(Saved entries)
##########

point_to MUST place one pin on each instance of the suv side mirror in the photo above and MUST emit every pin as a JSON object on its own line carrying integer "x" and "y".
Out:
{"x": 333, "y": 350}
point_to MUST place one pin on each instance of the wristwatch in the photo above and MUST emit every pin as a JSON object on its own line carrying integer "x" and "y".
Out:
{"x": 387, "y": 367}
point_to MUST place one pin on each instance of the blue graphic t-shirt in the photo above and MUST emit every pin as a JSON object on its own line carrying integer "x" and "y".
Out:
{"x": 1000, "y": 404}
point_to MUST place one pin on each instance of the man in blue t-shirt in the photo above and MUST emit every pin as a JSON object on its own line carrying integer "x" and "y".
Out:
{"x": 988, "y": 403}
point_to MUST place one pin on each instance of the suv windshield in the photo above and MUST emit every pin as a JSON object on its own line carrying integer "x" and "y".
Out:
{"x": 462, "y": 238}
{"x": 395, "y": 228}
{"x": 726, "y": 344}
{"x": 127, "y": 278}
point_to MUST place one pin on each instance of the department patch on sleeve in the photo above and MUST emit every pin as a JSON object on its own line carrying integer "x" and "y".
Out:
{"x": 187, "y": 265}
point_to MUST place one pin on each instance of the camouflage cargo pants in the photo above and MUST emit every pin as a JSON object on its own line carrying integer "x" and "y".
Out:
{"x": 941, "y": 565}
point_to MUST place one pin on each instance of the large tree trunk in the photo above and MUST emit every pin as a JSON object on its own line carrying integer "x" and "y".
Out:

##########

Problem to solve: Gather every line from the entries above where the word "shirt" appears, and copy them.

The answer:
point_to MUST place one pin on each instance of the blue graphic t-shirt in the photo above and MUST emit every pin as a JSON object on its own line carrying integer "x" and "y".
point_to MUST place one pin on each instance of the man in blue t-shirt in the photo above and MUST emit every pin as a JSON object on its own line carrying integer "x" and "y".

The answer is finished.